Data entries
'''
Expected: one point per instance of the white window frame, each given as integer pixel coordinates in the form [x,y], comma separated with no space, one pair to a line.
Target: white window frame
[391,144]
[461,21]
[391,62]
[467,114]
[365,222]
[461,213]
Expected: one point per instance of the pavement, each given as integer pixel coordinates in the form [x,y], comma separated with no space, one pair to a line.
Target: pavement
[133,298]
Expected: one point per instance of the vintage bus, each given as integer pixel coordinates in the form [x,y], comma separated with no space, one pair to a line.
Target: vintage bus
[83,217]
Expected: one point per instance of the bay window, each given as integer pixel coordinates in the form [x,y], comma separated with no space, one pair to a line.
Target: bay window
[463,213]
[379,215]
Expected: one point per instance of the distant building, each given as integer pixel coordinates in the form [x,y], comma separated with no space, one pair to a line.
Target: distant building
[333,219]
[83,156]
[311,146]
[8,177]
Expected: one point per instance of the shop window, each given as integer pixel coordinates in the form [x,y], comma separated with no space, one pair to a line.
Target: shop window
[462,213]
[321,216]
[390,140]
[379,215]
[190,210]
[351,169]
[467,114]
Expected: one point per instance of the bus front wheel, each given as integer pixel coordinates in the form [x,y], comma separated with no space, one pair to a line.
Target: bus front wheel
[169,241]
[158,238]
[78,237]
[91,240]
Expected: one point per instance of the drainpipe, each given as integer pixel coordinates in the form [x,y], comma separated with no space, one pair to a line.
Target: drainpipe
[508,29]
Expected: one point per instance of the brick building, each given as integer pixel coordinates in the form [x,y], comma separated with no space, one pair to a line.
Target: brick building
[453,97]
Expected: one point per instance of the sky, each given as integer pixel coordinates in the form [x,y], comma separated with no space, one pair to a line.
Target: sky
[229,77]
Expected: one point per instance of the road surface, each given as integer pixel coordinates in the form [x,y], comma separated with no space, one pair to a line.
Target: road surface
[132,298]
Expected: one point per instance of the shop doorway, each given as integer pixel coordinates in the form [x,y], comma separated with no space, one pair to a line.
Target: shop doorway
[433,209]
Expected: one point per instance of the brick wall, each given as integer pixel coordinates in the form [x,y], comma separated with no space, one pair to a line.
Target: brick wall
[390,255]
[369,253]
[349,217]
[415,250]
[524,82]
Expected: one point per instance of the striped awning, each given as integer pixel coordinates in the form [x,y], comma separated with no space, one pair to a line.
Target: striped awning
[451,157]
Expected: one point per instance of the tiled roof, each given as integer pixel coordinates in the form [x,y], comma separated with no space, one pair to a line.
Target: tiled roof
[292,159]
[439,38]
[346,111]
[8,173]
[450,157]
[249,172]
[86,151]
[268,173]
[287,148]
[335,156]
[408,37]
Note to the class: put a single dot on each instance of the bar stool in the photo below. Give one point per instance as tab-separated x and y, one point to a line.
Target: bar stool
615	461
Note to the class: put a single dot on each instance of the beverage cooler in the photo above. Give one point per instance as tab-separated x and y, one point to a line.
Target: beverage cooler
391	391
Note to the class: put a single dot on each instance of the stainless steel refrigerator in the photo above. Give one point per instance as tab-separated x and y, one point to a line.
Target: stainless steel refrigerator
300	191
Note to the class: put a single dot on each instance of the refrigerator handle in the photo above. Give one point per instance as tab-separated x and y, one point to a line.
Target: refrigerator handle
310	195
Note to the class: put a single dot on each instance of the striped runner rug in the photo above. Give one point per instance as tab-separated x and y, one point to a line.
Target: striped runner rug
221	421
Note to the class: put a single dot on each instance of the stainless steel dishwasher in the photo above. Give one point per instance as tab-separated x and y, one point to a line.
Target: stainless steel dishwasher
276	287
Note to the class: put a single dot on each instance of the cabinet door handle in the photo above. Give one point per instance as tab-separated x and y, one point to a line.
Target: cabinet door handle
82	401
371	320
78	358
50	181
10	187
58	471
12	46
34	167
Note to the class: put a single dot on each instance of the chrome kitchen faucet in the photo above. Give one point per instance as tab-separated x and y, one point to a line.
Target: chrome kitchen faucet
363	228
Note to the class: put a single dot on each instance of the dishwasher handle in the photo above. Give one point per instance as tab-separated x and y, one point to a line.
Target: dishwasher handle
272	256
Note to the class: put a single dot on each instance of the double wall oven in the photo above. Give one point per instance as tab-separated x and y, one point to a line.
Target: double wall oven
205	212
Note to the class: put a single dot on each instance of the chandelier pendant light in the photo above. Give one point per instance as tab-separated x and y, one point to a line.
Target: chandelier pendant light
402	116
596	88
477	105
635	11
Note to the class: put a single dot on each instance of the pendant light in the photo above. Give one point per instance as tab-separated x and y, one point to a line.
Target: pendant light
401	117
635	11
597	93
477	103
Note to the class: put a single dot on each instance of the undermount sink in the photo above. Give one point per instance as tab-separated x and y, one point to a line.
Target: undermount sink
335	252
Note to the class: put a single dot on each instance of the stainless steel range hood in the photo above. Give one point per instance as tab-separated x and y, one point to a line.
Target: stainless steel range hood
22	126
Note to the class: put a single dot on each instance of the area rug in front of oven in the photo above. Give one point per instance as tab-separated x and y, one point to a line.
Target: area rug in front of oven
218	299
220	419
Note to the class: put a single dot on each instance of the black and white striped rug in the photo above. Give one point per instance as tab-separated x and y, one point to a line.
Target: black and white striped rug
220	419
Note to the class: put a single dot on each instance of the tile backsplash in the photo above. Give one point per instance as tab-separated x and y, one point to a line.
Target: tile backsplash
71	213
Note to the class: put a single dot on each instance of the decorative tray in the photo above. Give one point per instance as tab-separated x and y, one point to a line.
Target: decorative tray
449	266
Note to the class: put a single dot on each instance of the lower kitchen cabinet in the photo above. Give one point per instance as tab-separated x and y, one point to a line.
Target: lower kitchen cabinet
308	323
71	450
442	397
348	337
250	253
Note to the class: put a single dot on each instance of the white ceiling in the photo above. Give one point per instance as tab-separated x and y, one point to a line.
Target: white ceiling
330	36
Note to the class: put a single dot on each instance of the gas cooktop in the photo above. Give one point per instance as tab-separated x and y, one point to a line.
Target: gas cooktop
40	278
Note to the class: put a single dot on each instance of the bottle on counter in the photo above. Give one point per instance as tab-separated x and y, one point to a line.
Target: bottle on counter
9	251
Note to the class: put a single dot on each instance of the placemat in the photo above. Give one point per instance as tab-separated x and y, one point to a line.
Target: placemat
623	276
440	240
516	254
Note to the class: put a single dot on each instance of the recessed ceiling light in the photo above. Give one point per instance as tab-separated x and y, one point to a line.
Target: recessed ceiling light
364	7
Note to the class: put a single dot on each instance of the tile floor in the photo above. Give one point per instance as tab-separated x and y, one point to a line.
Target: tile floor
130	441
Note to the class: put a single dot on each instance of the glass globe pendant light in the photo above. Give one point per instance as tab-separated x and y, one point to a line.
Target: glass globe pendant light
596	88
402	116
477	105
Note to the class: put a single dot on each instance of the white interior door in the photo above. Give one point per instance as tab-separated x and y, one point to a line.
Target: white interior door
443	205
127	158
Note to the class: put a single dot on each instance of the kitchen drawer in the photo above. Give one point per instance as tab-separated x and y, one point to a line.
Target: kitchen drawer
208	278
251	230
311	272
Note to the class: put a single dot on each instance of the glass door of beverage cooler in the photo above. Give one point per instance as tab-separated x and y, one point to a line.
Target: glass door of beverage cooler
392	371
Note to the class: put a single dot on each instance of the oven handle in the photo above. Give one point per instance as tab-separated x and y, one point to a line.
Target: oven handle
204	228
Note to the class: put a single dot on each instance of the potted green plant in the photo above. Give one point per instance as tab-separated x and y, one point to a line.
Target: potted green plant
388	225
'''
Work request:
Retype the records, line for line.

Response to this task:
Expected: one point per instance of the white window frame, each given as integer pixel coordinates in the form [x,y], comma separated with no space, one pair to a line.
Target: white window frame
[391,144]
[461,21]
[391,62]
[467,114]
[365,222]
[461,213]
Expected: one point per instance of the pavement, each given as integer pixel coordinates in the form [x,y], comma separated with no space, one pair to a line.
Target: pavement
[133,298]
Expected: one point per instance of the vintage bus, each given as integer pixel coordinates in the form [x,y], comma separated with no space, one pair to a line.
Target: vintage bus
[83,217]
Expected: one point per instance of the bay window, each given as integer pixel coordinates in the form [x,y], comma separated with no space, one pair to a line.
Target: bay window
[463,213]
[379,215]
Expected: one point per instance of the distant building, each given as integer pixel coordinates in the form [x,y], comma separated with no space, one pair to a line.
Target: distant building
[333,219]
[83,156]
[311,146]
[8,177]
Expected: one point per instance of the shop window, each given as integer pixel coordinates in the form [x,y], comma separated with no space, one pair to a line.
Target: shop window
[462,213]
[321,216]
[390,140]
[379,215]
[190,210]
[351,169]
[467,114]
Expected: one point per instance of the bus front wheel, each given as integer pixel coordinates in the form [x,y], comma separated with no space, one pair to a line.
Target: bus front wheel
[169,241]
[158,238]
[78,237]
[91,240]
Expected: one point per instance of the drainpipe, each given as integer pixel coordinates in the form [x,y], comma separated with no space, one pair to a line.
Target: drainpipe
[508,29]
Expected: one point per instance of the brick building, each given as integer pixel coordinates in the form [x,y], comma separated with no space, one pair to a line.
Target: brick building
[453,97]
Expected: one point per instance of the sky, each given as integer pixel coordinates in the form [x,y], comma separated with no space, one pair to a line.
Target: sky
[229,77]
Expected: one point per instance of the road surface, each given as integer pixel coordinates in the form [x,y], comma separated with no space, one pair to a line.
Target: road surface
[132,298]
Expected: one point per instance of the shop doorway, each given as integer pixel coordinates in the form [x,y], comma separated with no space, one pair to a line.
Target: shop doorway
[433,209]
Expected: one point per instance of the brick wall, each given as integer pixel coordinates in the form [x,y], comma separated with no space, one pair to a line.
Target: brick wall
[390,255]
[369,253]
[349,217]
[415,250]
[524,82]
Expected: one point per instance of the striped awning, each given as integer pixel coordinates in the form [x,y], comma separated with no space, one pair to a line.
Target: striped awning
[451,157]
Expected: one point per instance of the tiled roof, each given as integer pixel coordinates in the form [x,y], comma separated with no space, one pair to a line.
Target: tiled roof
[292,159]
[439,38]
[346,111]
[8,173]
[450,157]
[249,172]
[86,151]
[268,173]
[287,148]
[335,156]
[408,37]
Note to the class: put a single dot on each instance of the bar stool in the photo below. Give one point per instance as tab-separated x and y, one point to a line.
Target: bar stool
615	461
Note to the class: put a single dot on each instance of the beverage cooler in the photo above. Give one point per instance as tab-separated x and y, one point to a line.
Target: beverage cooler
391	391
Note to the class: put a single dot on each instance of the stainless steel refrigerator in the photo above. Give one point per instance as tab-separated x and y, one point to a line.
Target: stainless steel refrigerator
300	191
Note to the class: put a single dot on each instance of the refrigerator handle in the photo above. Give one point per instance as tab-separated x and y, one point to a line.
Target: refrigerator handle
310	195
Note to the class: put a single dot on each instance of the striped runner rug in the photo above. Give one point per instance as tab-separated x and y, one point to a line.
Target: striped runner rug
221	421
Note to the class: put a single dot on each instance of the stainless steel dishwasher in the photo above. Give one point per instance as tab-separated x and y, one point to a line.
Target: stainless steel dishwasher
276	287
Note to the class: put a single dot on each instance of the cabinet door handle in the photo above. Give one point per instance as tab-separated x and y, one point to a line.
Target: cabinet door handle
82	401
371	320
78	358
50	181
10	187
58	471
12	46
34	167
Note to the class: put a single dot on each instance of the chrome kitchen faucet in the photo above. Give one point per instance as tab-separated x and y, one point to a line.
Target: chrome kitchen faucet
363	228
Note to the class: put a single dot on each instance of the dishwasher handle in the photo above. Give one point per instance as tab-separated x and y, one point to a line.
Target: dishwasher handle
272	256
Note to the class: put a single dot on each instance of the double wall oven in the photo above. Give one point per instance as tab-separated x and y, one point to a line.
Target: double wall oven
205	212
Note to the class: put a single dot on each instance of the chandelier pendant light in the photo above. Give one point per instance as tab-separated x and y, one point to a line.
Target: chandelier pendant light
402	116
596	88
477	105
635	11
Note to the class: put a single dot on each instance of the pendant light in the photo above. Give one point per instance as tab-separated x and y, one point to a line.
Target: pendant light
401	117
635	11
597	93
477	103
Note to the class: put a single dot on each instance of the undermount sink in the photo above. Give one point per instance as tab-separated x and y, one point to a line.
Target: undermount sink
335	252
Note to the class: put a single dot on each instance of the stainless steel range hood in the photo above. Give one point per instance as tab-separated x and y, one point to a line.
Target: stainless steel range hood
22	126
Note to the class: put a single dot on each instance of the area rug in front of oven in the photo above. Give one point per instance as tab-separated x and y, one point to a line.
Target: area rug in front of oven
218	299
220	419
Note to the class: put a single dot on each instance of the black and white striped rug in the photo above. Give one point per instance as tab-separated x and y, one point to a line.
Target: black and white striped rug
220	419
Note to the class: put a single dot on each instance of the tile backsplash in the photo above. Give one point per instance as tab-separated x and y, one point to a line.
Target: tile backsplash
71	213
Note to the class: put a single dot on each instance of the decorative tray in the photo above. Give one point per instance as tab-separated x and y, one point to a line.
Target: decorative tray
449	266
Note to the class: put a single dot on each instance of the lower kitchen cabinet in the photo above. Give one point per instance as tab-separated x and y, one point to a line.
Target: lower kitchen cabinet
308	323
71	450
442	397
348	337
250	253
Note to the class: put a single dot on each instance of the white ceiling in the photo above. Give one point per instance as tab-separated x and y, one point to a line.
Target: white ceiling
330	36
Note to the class: put a single dot on each instance of the gas cooktop in the photo above. Give one point per instance as tab-separated x and y, one point to a line.
Target: gas cooktop
40	278
Note to the class: put a single dot on each instance of the bottle on counter in the photo above. Give one point per instance as tab-separated x and y, one point to a line.
Target: bottle on counter
9	251
Note to the class: put a single dot on each instance of the placemat in the photo above. Give one point per instance as tab-separated x and y, one point to a line.
Target: placemat
623	276
440	240
516	254
Note to the class: put a single dot on each instance of the recessed ceiling light in the photo above. Give one point per instance as tab-separated x and y, one point to a line.
Target: recessed ceiling light
364	7
Note to the class: put a single dot on each instance of the tile floor in the photo above. Give one point per instance as tab-separated x and y, one point to a line.
Target: tile floor
130	441
Note to the class: put a single dot on each instance of the glass globe pendant light in the photo above. Give one point per instance as tab-separated x and y, one point to a line.
Target: glass globe pendant light
596	88
402	116
477	105
Note to the class: put a single dot on each instance of the white interior door in the photo above. Give one point per instance as tab-separated x and y, one point to a line.
Target: white interior door
443	205
127	158
Note to the class: put a single dot on each instance of the kitchen drawer in the photo above. Give one point per instance as tab-separated x and y, one point to a line.
Target: kitchen drawer
208	278
251	230
311	272
Note to the class: put a single dot on each instance of the glass door of beverage cooler in the photo above. Give one point per instance as tab-separated x and y, one point to a line.
Target: glass door of beverage cooler
392	371
Note to the class: put a single dot on each instance of the oven handle in the photo above. Give one point per instance as tab-separated x and y, one point to a line.
Target: oven handle
204	228
Note to the class: put a single dot on each instance of the potted green plant in the photo above. Give one point per instance as tab-separated x and y, one point to a line.
Target: potted green plant
388	225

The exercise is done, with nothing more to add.